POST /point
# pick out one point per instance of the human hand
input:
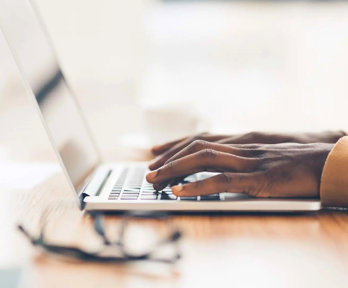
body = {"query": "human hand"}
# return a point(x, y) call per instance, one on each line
point(167, 150)
point(259, 170)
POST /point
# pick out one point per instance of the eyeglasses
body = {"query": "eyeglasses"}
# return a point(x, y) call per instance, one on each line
point(117, 251)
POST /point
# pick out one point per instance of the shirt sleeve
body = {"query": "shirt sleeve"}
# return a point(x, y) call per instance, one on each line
point(334, 178)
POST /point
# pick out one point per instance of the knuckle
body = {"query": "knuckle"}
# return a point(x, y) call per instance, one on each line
point(226, 178)
point(169, 166)
point(253, 135)
point(208, 154)
point(198, 145)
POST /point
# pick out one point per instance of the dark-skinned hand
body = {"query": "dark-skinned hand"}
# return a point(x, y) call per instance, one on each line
point(259, 170)
point(167, 150)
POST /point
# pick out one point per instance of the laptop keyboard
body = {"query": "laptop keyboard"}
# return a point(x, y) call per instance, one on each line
point(132, 185)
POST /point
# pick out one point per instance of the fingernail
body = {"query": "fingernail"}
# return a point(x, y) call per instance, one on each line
point(177, 188)
point(156, 147)
point(151, 176)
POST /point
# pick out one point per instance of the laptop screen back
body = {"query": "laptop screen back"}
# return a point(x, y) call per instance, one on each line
point(36, 59)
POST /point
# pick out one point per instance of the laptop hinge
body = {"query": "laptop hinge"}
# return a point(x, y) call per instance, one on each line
point(95, 186)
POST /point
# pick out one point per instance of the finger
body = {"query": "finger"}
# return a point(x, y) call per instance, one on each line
point(160, 160)
point(204, 160)
point(159, 149)
point(199, 145)
point(225, 182)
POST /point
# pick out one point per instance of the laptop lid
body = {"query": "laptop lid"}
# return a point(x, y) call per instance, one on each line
point(58, 107)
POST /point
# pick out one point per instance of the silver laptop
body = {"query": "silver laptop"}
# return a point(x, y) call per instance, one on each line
point(100, 186)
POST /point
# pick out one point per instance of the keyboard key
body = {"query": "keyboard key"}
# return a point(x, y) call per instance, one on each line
point(214, 197)
point(129, 198)
point(188, 198)
point(148, 197)
point(165, 196)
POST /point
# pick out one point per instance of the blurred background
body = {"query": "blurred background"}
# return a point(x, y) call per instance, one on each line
point(149, 70)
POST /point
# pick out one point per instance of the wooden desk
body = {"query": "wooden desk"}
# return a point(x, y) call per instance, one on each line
point(232, 250)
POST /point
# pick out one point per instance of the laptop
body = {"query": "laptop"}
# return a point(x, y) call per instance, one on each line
point(101, 186)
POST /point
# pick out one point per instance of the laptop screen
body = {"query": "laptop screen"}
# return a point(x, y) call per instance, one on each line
point(61, 115)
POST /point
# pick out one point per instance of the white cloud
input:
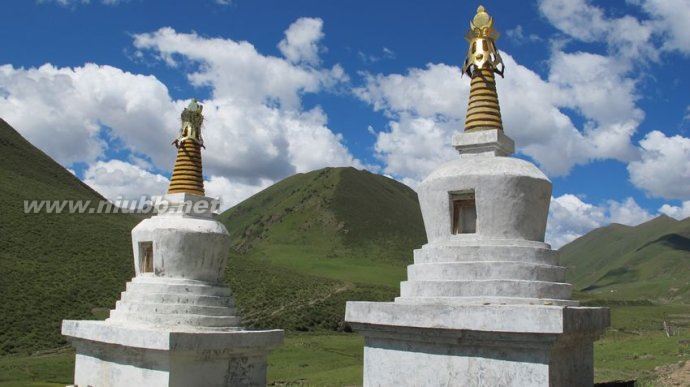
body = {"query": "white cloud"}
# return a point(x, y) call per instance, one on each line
point(63, 110)
point(570, 217)
point(678, 212)
point(301, 42)
point(671, 19)
point(426, 106)
point(116, 179)
point(256, 128)
point(629, 37)
point(664, 167)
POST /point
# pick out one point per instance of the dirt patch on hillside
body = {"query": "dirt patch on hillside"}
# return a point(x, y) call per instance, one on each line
point(673, 374)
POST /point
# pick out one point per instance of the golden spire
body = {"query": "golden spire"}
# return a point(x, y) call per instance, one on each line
point(187, 174)
point(482, 61)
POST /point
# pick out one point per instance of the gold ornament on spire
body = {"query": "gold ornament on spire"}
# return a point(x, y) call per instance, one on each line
point(187, 176)
point(482, 53)
point(483, 60)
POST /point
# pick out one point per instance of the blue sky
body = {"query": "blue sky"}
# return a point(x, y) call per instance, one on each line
point(596, 93)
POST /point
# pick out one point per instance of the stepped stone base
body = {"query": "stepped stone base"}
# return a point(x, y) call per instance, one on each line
point(477, 345)
point(170, 332)
point(109, 354)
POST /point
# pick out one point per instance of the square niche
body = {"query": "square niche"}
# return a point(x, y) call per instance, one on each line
point(463, 212)
point(146, 257)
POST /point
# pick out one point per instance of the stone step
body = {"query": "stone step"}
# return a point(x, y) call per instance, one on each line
point(175, 320)
point(486, 270)
point(445, 254)
point(136, 307)
point(175, 298)
point(485, 301)
point(486, 288)
point(178, 288)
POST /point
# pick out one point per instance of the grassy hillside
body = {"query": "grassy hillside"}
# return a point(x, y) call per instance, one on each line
point(307, 244)
point(52, 266)
point(649, 261)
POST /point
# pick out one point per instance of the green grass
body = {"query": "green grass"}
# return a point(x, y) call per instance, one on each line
point(625, 352)
point(626, 356)
point(52, 267)
point(311, 359)
point(649, 261)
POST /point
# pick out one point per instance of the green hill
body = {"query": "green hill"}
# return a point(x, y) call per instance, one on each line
point(307, 244)
point(650, 261)
point(301, 248)
point(52, 266)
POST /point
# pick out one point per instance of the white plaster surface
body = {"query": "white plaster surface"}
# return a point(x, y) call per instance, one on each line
point(489, 308)
point(484, 142)
point(177, 325)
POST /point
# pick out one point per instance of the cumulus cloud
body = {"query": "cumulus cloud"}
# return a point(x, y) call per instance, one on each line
point(629, 37)
point(664, 167)
point(426, 106)
point(301, 42)
point(570, 217)
point(678, 212)
point(117, 179)
point(63, 110)
point(256, 128)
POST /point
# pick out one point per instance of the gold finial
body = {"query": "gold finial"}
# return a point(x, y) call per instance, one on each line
point(482, 52)
point(483, 60)
point(187, 176)
point(191, 124)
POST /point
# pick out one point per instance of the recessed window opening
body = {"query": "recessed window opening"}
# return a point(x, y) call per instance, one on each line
point(463, 212)
point(146, 257)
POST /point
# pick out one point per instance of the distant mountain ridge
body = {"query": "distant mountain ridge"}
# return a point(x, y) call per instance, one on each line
point(319, 239)
point(650, 261)
point(52, 266)
point(301, 249)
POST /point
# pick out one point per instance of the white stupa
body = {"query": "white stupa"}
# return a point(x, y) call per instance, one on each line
point(485, 303)
point(176, 324)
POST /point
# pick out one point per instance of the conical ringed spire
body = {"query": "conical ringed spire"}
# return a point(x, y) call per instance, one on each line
point(187, 176)
point(482, 61)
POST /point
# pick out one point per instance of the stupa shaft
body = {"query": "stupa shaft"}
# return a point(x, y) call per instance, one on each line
point(187, 176)
point(485, 302)
point(483, 110)
point(176, 323)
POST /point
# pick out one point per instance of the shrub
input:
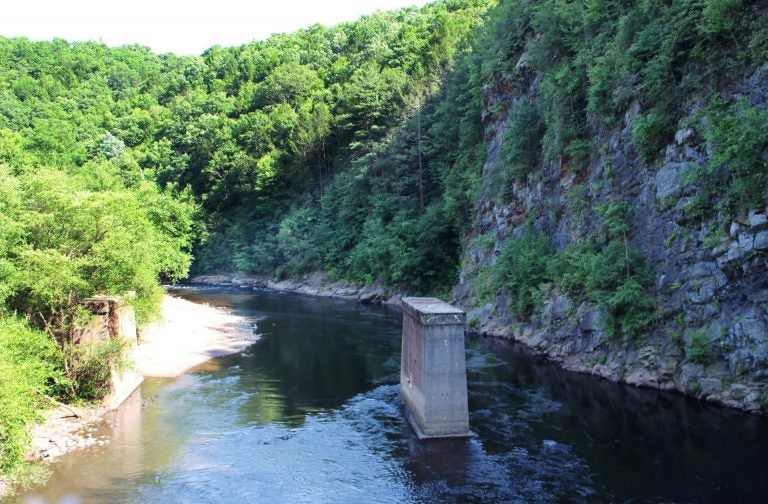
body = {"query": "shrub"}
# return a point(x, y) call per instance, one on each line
point(30, 367)
point(522, 141)
point(651, 132)
point(522, 267)
point(699, 349)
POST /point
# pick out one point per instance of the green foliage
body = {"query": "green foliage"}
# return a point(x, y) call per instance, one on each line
point(699, 349)
point(651, 132)
point(61, 243)
point(614, 277)
point(736, 175)
point(89, 367)
point(522, 268)
point(521, 147)
point(30, 368)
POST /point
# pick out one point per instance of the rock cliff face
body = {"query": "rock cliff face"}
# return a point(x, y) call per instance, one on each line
point(711, 287)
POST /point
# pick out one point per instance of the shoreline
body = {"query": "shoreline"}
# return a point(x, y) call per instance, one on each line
point(314, 284)
point(320, 284)
point(188, 334)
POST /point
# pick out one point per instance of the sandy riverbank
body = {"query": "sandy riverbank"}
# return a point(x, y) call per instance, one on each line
point(188, 334)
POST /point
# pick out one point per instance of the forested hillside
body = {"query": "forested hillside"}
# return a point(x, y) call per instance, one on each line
point(118, 166)
point(588, 176)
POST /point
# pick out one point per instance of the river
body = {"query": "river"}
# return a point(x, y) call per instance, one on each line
point(310, 413)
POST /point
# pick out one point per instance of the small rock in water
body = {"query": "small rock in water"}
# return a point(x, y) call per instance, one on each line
point(548, 443)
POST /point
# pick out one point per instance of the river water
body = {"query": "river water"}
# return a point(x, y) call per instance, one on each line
point(310, 414)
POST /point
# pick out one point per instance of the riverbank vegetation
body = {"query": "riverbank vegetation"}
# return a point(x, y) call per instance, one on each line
point(357, 150)
point(116, 163)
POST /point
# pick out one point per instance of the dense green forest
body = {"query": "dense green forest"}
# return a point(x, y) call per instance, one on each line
point(118, 166)
point(357, 150)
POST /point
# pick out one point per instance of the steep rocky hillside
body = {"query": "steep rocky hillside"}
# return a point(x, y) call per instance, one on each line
point(626, 261)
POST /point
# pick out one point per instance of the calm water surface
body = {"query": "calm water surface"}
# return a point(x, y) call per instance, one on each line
point(310, 414)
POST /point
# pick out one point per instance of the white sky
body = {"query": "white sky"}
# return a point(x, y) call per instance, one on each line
point(184, 27)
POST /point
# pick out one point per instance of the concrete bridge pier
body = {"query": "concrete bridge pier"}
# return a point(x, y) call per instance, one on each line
point(433, 372)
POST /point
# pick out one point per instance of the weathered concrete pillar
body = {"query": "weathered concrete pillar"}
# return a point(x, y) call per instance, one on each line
point(433, 372)
point(113, 318)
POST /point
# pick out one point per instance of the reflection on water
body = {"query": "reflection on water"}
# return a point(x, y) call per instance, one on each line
point(310, 414)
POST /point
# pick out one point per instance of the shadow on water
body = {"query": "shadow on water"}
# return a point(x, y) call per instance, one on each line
point(310, 413)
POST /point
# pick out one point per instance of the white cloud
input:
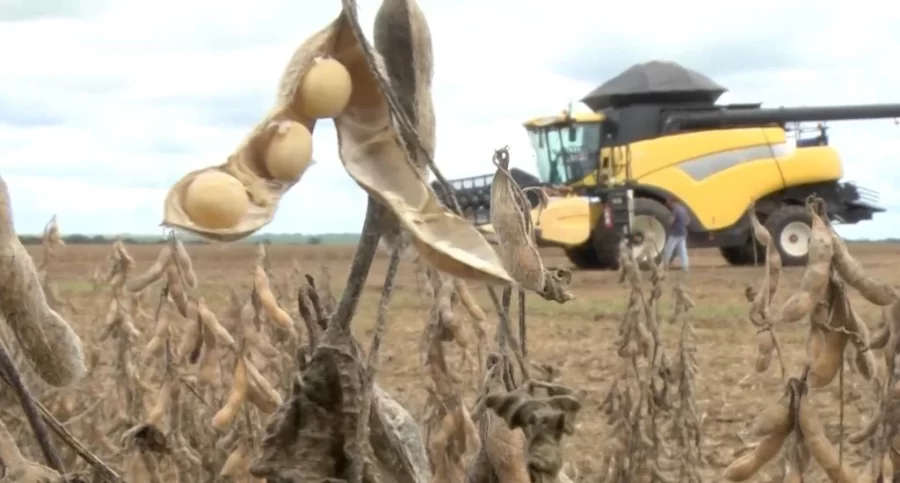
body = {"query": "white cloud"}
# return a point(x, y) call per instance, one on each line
point(104, 106)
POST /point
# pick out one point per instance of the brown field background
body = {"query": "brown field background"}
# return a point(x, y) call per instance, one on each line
point(576, 337)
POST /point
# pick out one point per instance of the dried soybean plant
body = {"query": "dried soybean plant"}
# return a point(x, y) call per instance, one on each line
point(450, 434)
point(51, 242)
point(761, 299)
point(463, 327)
point(33, 337)
point(792, 422)
point(687, 428)
point(637, 399)
point(273, 312)
point(337, 423)
point(521, 425)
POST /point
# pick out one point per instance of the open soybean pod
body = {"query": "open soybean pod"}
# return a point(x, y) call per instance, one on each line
point(371, 150)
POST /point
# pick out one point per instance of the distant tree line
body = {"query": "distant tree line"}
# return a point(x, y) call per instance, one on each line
point(79, 239)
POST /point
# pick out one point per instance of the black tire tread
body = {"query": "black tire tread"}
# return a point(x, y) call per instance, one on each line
point(777, 221)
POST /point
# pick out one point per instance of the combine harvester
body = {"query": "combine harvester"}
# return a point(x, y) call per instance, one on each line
point(655, 132)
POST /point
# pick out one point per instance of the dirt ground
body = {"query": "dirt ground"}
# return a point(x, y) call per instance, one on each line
point(576, 337)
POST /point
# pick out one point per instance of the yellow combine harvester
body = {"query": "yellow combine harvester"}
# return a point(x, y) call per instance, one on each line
point(656, 133)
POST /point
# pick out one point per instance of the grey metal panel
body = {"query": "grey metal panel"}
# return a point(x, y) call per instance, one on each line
point(710, 164)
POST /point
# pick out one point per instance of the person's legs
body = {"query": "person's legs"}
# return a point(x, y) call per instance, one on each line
point(669, 250)
point(682, 252)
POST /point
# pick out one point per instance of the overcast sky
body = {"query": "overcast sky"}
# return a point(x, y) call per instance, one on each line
point(105, 104)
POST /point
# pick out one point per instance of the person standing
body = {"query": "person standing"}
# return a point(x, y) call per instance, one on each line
point(677, 239)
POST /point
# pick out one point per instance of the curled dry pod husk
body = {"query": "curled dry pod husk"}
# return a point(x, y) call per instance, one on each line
point(46, 340)
point(820, 448)
point(874, 290)
point(816, 276)
point(267, 299)
point(775, 418)
point(514, 227)
point(259, 392)
point(238, 462)
point(765, 344)
point(186, 264)
point(881, 335)
point(749, 464)
point(824, 368)
point(863, 358)
point(372, 152)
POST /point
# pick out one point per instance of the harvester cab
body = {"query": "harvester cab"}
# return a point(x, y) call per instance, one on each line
point(656, 133)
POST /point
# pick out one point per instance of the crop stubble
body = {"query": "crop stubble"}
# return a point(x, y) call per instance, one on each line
point(578, 337)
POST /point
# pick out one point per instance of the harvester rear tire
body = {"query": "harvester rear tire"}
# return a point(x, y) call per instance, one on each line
point(787, 226)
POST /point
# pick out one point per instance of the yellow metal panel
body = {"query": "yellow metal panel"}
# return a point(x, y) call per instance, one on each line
point(567, 221)
point(659, 153)
point(721, 198)
point(811, 165)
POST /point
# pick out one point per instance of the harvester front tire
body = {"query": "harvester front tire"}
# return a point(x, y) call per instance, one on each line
point(790, 227)
point(606, 242)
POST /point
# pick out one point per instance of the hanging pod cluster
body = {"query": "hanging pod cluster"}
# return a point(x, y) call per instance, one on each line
point(514, 226)
point(792, 422)
point(336, 74)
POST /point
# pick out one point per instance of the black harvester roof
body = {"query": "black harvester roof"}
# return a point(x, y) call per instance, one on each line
┄┄┄┄┄┄┄┄┄┄┄┄┄┄┄┄┄┄┄┄
*WORK TASK*. Copy the entries above exactly, but only from the line holding "# pick out one point per instance of the person's" through the line holding "# pick out one point per instance of the curled", both included.

*RESPONSE AREA*.
# pick out one point per instance of the person's legs
body = {"query": "person's legs"}
# return a point(x, y) call per instance, one on each line
point(669, 250)
point(682, 252)
POST /point
# pick out one point per instance of the overcast sky
body = {"query": "overcast sky"}
# return a point(x, y) call per instance, one on each line
point(105, 104)
POST /point
# pick out one point per instance of the person standing
body = {"query": "person standing"}
# return a point(x, y) call per instance, one on each line
point(677, 239)
POST /point
# pick out one point per instance of the curled dry pod husk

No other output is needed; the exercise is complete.